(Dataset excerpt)

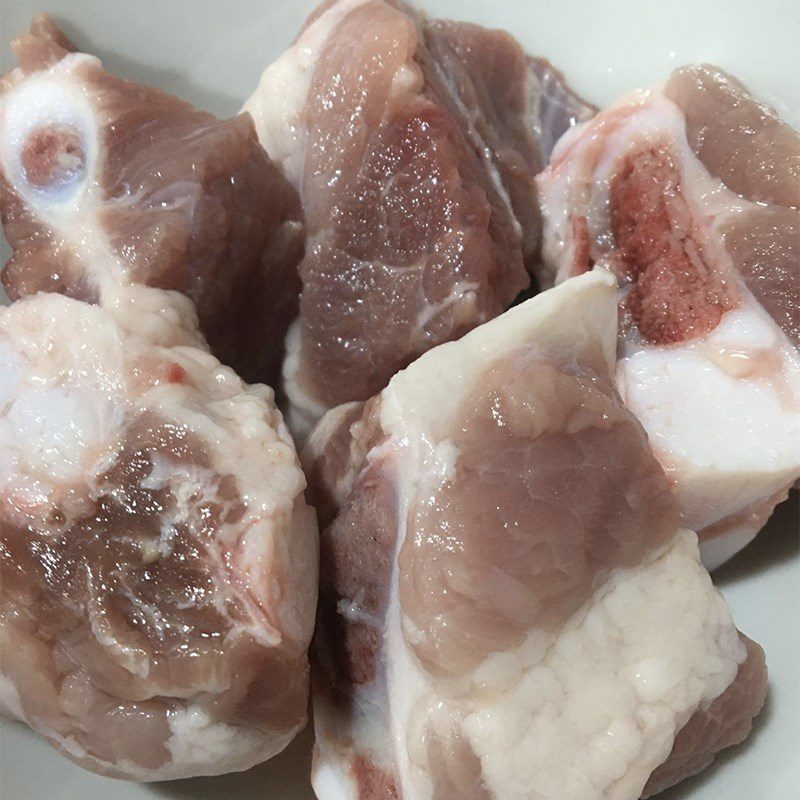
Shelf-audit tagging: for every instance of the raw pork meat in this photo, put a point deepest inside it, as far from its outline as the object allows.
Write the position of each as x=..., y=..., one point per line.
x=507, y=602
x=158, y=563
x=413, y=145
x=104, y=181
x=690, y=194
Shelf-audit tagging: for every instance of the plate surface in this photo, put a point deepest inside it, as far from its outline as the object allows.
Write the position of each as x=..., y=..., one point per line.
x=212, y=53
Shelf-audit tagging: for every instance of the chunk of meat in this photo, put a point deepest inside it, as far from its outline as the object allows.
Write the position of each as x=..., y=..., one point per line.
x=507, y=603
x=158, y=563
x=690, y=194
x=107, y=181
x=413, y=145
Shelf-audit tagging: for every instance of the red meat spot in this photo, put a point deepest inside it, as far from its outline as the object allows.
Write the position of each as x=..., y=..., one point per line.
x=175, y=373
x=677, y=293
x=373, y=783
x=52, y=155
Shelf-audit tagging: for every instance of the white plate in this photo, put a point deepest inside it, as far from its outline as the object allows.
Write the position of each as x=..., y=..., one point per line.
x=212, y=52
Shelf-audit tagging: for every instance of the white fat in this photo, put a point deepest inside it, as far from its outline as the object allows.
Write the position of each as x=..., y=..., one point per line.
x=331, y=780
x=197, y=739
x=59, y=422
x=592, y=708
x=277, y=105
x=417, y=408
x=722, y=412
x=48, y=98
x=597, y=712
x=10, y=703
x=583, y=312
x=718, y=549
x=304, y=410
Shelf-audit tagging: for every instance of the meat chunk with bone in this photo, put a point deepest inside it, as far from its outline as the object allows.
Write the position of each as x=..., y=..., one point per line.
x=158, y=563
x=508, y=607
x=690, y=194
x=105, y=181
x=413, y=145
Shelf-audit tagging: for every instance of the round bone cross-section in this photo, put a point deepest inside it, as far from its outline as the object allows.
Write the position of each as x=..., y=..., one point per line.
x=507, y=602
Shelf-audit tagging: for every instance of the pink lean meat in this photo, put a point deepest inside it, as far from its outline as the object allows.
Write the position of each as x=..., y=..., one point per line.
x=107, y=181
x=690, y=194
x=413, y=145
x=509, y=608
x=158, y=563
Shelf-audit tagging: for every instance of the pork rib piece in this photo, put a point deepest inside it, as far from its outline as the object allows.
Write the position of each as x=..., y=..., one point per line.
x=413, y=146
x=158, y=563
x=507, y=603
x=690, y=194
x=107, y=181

WRITTEN REQUEST: Output as a JSON list of strings, one per line, every line from the start of the records above through the line containing "x=212, y=53", both ends included and blank lines omitted. Leave the pictures out of the list.

RESULT OF THIS EXERCISE:
[
  "Shelf-audit tagging: for every instance of the raw pork meat in this photo, put a point deepest inside it, as far from its outline as the object allows.",
  "Write the position of each as x=..., y=..., one point per line.",
  "x=507, y=602",
  "x=158, y=563",
  "x=413, y=145",
  "x=104, y=181",
  "x=690, y=194",
  "Shelf-audit tagging: for every instance of the plate surface in this photo, put a point deepest inside it, as far from its outline as the object allows.",
  "Write the position of each as x=..., y=..., one point per line.",
  "x=212, y=53"
]